### [Task prompt]
Across the data below, in how many lines does the word "cardigan" appear? Give only the number.

### [Natural language region descriptions]
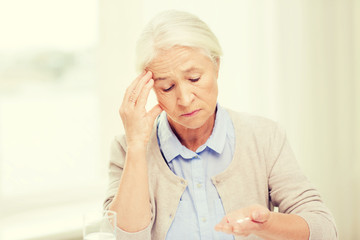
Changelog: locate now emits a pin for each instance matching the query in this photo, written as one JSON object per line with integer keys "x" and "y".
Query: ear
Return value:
{"x": 217, "y": 66}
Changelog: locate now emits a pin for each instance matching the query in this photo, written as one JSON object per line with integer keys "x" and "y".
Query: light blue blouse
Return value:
{"x": 200, "y": 207}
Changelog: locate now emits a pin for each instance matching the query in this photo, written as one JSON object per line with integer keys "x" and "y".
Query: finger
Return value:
{"x": 227, "y": 228}
{"x": 132, "y": 86}
{"x": 242, "y": 226}
{"x": 259, "y": 216}
{"x": 138, "y": 90}
{"x": 144, "y": 94}
{"x": 221, "y": 224}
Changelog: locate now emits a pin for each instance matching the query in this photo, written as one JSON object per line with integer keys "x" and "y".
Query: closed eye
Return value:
{"x": 194, "y": 79}
{"x": 168, "y": 89}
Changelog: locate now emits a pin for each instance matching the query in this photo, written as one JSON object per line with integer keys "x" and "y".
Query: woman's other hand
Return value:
{"x": 245, "y": 221}
{"x": 137, "y": 122}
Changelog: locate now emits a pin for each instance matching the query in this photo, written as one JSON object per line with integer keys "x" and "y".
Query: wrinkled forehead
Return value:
{"x": 182, "y": 59}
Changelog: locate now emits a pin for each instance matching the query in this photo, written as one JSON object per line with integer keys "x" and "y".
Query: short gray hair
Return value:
{"x": 175, "y": 28}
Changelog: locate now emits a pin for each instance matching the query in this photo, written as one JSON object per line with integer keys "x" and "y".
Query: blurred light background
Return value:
{"x": 64, "y": 66}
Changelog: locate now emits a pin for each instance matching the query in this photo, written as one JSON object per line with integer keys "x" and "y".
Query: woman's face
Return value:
{"x": 186, "y": 86}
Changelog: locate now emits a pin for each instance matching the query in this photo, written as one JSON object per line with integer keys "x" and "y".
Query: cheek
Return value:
{"x": 164, "y": 99}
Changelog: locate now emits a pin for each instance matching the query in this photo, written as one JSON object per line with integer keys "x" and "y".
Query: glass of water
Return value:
{"x": 99, "y": 225}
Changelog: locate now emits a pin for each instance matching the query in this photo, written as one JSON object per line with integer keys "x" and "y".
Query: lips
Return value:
{"x": 190, "y": 114}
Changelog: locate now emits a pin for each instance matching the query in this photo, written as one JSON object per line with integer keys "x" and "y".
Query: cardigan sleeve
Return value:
{"x": 116, "y": 165}
{"x": 291, "y": 191}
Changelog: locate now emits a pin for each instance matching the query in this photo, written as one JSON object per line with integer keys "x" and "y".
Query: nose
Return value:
{"x": 184, "y": 95}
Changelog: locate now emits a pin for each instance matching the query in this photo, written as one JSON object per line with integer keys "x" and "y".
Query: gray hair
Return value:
{"x": 175, "y": 28}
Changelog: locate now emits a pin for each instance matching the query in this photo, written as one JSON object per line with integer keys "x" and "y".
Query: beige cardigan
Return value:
{"x": 263, "y": 171}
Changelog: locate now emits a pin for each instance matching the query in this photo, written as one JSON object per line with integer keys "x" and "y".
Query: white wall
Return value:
{"x": 297, "y": 62}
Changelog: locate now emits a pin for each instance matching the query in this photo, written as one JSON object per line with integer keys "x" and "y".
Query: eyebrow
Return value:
{"x": 192, "y": 69}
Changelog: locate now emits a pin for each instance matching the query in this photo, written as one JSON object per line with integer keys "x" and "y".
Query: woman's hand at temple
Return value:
{"x": 259, "y": 221}
{"x": 137, "y": 122}
{"x": 131, "y": 203}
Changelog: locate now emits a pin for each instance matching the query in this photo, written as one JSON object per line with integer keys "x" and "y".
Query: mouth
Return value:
{"x": 190, "y": 114}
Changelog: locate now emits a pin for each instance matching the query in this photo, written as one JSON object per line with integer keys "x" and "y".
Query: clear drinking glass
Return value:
{"x": 99, "y": 226}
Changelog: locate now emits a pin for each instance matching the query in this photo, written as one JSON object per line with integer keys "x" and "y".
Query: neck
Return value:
{"x": 193, "y": 138}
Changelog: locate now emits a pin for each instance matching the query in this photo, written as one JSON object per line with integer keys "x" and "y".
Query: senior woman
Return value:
{"x": 191, "y": 169}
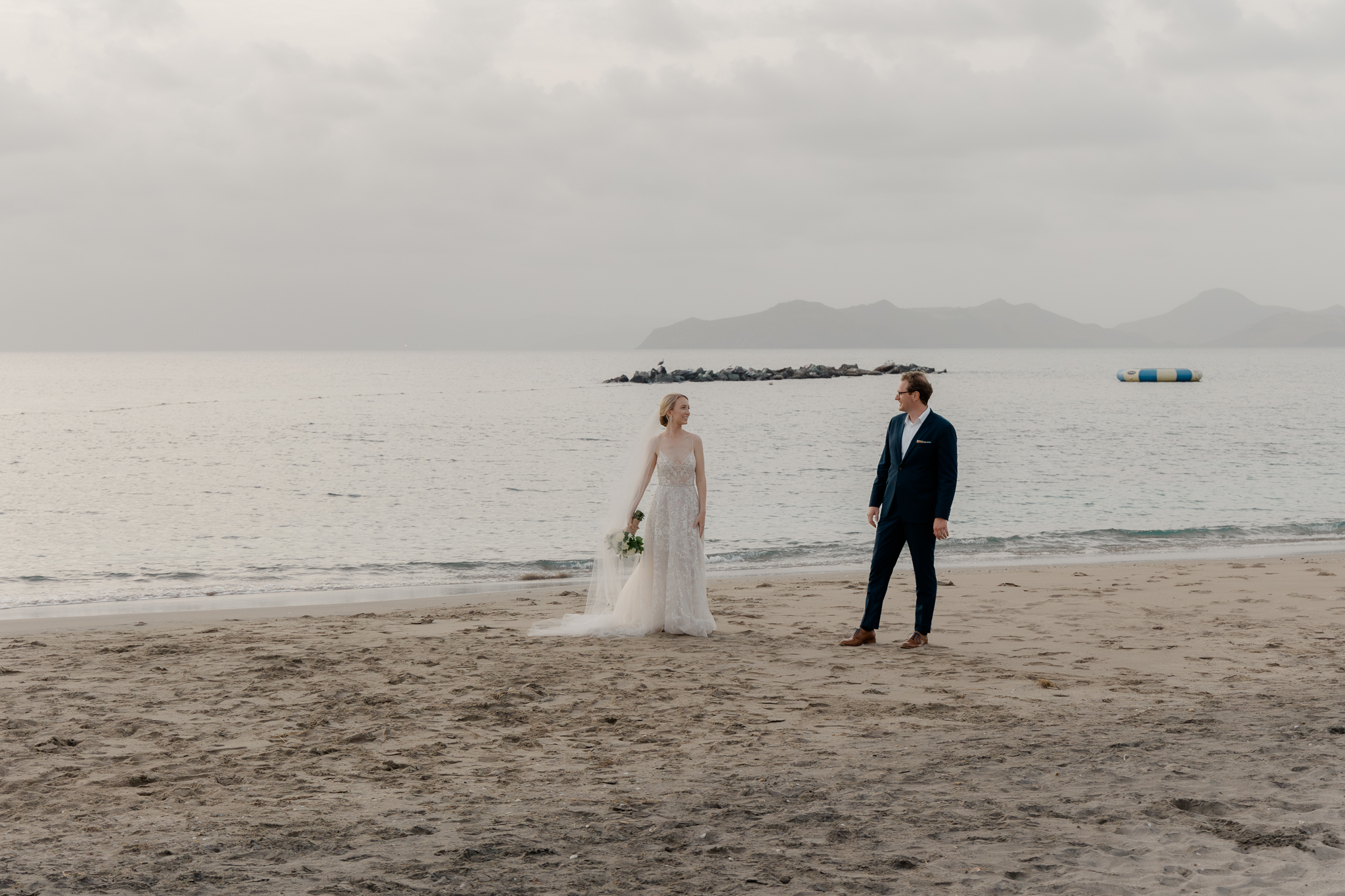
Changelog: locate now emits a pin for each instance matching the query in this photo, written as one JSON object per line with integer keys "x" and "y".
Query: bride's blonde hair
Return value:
{"x": 666, "y": 406}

### [Exercise response]
2